**INSTRUCTIONS FOR THE TASK**
Lines before the one containing "column 18, row 279" are not wanted. Transcribe that line and all after it exactly, to the end of the entries.

[INPUT MATERIAL — start]

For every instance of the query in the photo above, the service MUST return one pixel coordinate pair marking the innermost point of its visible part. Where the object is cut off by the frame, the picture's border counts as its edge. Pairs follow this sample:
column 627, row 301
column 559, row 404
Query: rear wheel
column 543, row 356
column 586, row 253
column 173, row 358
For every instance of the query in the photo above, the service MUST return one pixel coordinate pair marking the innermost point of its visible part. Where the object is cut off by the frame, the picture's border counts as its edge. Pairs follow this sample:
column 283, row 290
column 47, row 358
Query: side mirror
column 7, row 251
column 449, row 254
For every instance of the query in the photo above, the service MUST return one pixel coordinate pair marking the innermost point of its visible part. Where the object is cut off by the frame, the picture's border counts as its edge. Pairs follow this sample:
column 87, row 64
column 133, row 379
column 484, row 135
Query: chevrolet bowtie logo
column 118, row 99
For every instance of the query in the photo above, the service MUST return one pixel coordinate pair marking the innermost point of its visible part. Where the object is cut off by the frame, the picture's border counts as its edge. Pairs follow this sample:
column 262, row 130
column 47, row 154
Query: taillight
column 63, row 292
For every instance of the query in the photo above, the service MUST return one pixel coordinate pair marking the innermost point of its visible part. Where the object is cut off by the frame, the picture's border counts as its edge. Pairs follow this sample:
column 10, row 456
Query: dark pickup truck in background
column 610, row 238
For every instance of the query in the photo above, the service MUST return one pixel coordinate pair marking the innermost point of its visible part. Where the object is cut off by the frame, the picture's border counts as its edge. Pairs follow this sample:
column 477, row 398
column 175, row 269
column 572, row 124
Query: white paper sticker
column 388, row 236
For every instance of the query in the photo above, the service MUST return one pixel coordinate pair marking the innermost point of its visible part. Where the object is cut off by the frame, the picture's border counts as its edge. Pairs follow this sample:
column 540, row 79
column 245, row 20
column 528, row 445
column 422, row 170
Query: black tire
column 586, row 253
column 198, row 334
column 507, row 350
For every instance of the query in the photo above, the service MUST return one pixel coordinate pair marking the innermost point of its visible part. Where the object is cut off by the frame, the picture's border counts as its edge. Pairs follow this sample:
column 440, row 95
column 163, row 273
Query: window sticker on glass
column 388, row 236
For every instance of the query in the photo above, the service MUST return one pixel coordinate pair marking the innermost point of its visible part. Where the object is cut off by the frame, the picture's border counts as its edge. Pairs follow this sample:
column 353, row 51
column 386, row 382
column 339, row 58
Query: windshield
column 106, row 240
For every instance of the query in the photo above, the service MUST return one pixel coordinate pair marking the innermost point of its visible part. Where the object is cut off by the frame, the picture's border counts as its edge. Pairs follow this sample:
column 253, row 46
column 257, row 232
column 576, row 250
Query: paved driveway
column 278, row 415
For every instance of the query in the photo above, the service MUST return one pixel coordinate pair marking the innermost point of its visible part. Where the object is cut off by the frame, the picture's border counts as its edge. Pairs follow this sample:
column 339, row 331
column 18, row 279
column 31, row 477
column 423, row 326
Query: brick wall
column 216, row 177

[INPUT MATERIAL — finish]

**EXERCISE RESULT**
column 18, row 279
column 31, row 477
column 423, row 326
Query: brick wall
column 216, row 177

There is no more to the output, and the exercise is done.